§ 目標 A:
以下のデータ行から、「white」という語を含む行をすべて抜き出して示してください。

§ 読解文:
このポータブルRaspberry Piゲーム機は、失われた青春のアーケードゲームを取り戻してくれる


eNcadeは、人々の忘れていたノスタルジアに乗じることを期待している。実質的にRasberry Piを可愛いらしいケースに入れただけだが、このポータブルコンソールは、伝説的ゲームにオンライン・マルチプレーヤー機能を追加して、世界中のプレーヤーとジャウストを戦ったり、町内の友達とマリオブラザーズをプレーしたりできるようにすると約束している。

コンソールは3Dプリントされたもので、完成版のPiとゲーム入力が付いている。もちろんこの手の物は誰にで作れるが(私は子供たちと一緒にたった今これを作っている)、秘密はソフトウェアにある。「eNcadeの始まりは私のコンセプトで、当初はポータブルオンラインマルチプレーヤー対応レトロゲーム機だった」と作者のNicolas Wickerは語る。「しかし、みんなの声を聞いた結果、われわれの世代で人気を得るためにも、アプリを作る上でもRaspberry Piが非常に適していると気付いた。以来、3回の設計変更を経て、現在はソフトウェアのベータ版を仕上げているところだ」

§ データ行:
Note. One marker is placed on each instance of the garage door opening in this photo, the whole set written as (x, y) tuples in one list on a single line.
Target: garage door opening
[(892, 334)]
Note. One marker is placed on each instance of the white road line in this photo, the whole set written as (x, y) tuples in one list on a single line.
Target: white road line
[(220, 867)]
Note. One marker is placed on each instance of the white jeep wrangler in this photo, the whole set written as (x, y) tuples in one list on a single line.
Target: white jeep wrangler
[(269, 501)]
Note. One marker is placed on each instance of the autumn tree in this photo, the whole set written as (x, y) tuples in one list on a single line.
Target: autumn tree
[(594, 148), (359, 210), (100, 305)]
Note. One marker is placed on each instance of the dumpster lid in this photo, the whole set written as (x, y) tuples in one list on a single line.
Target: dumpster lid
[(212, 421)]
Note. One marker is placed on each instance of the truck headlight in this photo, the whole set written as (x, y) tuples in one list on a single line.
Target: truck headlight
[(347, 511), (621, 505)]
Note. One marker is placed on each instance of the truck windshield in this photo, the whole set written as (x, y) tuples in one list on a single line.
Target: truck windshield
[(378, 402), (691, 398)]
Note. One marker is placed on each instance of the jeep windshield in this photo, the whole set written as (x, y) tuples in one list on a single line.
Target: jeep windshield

§ 目標 B:
読解文によると、eNcadeはこれまでに何回の設計変更を経ましたか。

§ 演習出力 A:
Note. One marker is placed on each instance of the white road line in this photo, the whole set written as (x, y) tuples in one list on a single line.
Target: white road line
Note. One marker is placed on each instance of the white jeep wrangler in this photo, the whole set written as (x, y) tuples in one list on a single line.
Target: white jeep wrangler

§ 演習出力 B:
3回です。